§ **WORK REQUIRED**
Count the lines in the rows below that contain the word "dealership", with case counting. Reply with the number only.
— START TASK DATA —
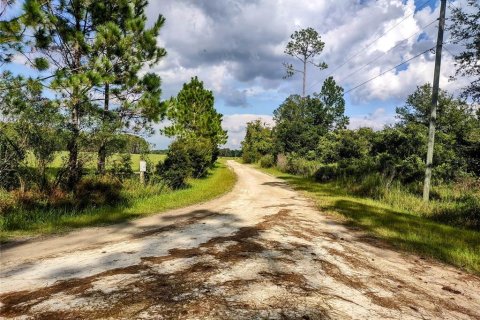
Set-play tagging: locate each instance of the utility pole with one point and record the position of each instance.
(433, 110)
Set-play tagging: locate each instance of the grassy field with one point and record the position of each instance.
(32, 223)
(401, 228)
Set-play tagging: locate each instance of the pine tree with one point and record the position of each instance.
(193, 114)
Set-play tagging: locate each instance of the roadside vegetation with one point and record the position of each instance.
(133, 200)
(73, 127)
(403, 228)
(374, 178)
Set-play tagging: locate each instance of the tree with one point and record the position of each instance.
(457, 128)
(10, 33)
(300, 122)
(304, 45)
(465, 30)
(33, 120)
(123, 46)
(66, 40)
(192, 114)
(257, 142)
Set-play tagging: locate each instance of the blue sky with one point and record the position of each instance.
(236, 48)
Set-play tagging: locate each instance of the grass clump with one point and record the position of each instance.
(138, 201)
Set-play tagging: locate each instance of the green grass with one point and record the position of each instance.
(33, 223)
(401, 228)
(90, 159)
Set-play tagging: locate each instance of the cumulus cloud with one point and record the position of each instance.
(376, 120)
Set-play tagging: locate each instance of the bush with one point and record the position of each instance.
(176, 168)
(200, 153)
(301, 166)
(267, 161)
(122, 169)
(373, 186)
(465, 212)
(282, 162)
(98, 191)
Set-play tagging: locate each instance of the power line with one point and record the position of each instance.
(370, 44)
(381, 74)
(384, 53)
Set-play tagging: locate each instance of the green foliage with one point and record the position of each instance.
(176, 167)
(465, 31)
(465, 214)
(11, 156)
(193, 117)
(304, 45)
(122, 168)
(301, 122)
(193, 113)
(267, 161)
(257, 142)
(301, 166)
(399, 218)
(93, 47)
(97, 192)
(33, 123)
(139, 201)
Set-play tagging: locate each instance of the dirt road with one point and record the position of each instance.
(261, 252)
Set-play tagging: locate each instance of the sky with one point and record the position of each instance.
(237, 48)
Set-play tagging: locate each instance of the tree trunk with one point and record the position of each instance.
(102, 150)
(73, 167)
(304, 76)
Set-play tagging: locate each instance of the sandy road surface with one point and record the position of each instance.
(260, 252)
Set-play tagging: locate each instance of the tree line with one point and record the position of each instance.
(94, 94)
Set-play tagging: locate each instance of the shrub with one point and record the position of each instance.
(267, 161)
(122, 169)
(7, 201)
(282, 162)
(98, 191)
(301, 166)
(372, 186)
(176, 168)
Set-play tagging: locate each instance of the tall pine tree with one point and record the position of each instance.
(193, 114)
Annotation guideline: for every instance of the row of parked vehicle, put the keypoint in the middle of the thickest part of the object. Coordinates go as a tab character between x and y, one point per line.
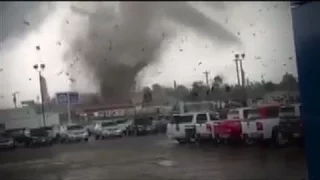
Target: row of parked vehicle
280	125
75	132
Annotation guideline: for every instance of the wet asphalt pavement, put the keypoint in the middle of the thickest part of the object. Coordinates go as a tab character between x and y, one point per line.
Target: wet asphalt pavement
151	157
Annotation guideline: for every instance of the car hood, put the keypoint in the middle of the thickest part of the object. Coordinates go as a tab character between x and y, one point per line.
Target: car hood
112	128
76	131
5	139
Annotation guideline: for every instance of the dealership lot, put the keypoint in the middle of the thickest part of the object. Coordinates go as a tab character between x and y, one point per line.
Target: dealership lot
151	157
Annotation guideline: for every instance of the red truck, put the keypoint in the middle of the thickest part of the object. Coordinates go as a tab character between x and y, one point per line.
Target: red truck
230	129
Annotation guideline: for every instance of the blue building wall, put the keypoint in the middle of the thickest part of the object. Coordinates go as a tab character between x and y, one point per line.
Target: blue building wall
306	26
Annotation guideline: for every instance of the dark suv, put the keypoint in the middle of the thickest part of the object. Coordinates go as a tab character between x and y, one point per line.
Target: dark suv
290	128
38	136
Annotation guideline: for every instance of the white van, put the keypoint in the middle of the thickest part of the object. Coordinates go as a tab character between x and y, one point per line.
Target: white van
189	126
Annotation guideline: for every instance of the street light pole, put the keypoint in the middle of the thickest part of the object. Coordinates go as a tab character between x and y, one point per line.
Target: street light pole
237	67
39	68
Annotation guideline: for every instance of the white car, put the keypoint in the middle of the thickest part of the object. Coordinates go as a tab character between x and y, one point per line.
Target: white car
73	132
260	123
189	126
108	129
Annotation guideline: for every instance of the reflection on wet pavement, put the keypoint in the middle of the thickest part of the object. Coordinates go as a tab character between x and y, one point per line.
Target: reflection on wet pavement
152	157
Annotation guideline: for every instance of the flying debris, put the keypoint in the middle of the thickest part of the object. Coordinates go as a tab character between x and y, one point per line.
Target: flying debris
138	26
257	57
72	80
26	23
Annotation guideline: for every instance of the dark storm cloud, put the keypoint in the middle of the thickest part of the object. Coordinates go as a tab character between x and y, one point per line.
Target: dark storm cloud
18	18
120	44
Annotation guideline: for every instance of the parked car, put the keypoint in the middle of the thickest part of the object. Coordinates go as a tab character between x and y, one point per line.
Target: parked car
19	135
108	129
142	126
38	136
6	141
73	132
190	126
53	132
290	127
230	130
260	124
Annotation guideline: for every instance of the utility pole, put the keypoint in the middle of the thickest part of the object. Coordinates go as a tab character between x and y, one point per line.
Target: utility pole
15	99
237	67
206	73
242	71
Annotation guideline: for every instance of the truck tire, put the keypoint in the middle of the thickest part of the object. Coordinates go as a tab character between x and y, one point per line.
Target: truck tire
279	139
181	141
97	137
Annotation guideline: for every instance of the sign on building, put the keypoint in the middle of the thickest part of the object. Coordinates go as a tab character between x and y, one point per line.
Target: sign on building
67	97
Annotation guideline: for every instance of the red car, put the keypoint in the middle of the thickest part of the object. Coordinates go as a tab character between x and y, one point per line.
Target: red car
230	129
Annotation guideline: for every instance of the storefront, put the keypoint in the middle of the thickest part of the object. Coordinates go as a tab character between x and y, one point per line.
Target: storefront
306	27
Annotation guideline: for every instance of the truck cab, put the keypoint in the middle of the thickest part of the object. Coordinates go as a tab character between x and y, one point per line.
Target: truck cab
230	129
190	126
260	123
290	127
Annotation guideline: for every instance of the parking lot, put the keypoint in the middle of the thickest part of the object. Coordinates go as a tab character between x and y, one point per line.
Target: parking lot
151	157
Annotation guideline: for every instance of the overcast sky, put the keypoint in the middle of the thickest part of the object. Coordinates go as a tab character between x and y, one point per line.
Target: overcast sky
263	30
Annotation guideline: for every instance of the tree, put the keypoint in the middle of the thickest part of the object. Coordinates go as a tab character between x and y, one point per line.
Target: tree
269	86
289	82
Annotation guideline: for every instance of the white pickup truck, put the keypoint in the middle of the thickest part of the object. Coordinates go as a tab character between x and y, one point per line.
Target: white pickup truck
190	126
260	123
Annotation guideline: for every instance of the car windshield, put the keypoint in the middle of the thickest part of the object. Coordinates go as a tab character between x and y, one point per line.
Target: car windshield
107	124
48	128
38	132
179	119
75	127
121	121
5	135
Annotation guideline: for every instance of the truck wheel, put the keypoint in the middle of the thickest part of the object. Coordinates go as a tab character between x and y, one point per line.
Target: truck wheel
28	144
97	137
279	139
181	141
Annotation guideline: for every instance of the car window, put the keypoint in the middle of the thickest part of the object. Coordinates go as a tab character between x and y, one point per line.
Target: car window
202	118
106	124
246	113
75	127
271	112
214	116
182	119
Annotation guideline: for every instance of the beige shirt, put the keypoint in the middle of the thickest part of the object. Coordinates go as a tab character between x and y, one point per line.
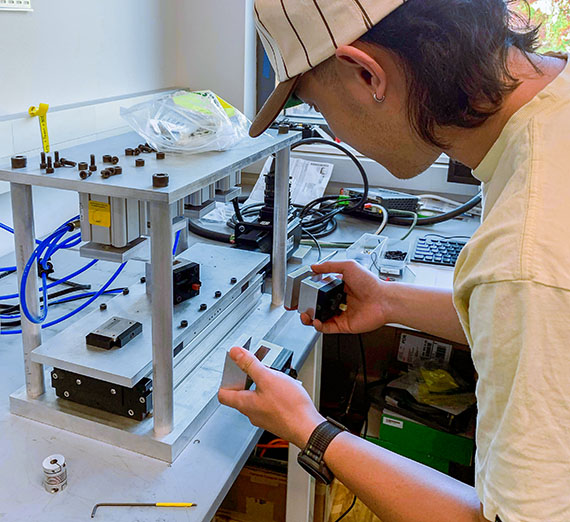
— END TASK DATA —
§ **RESPONSE**
2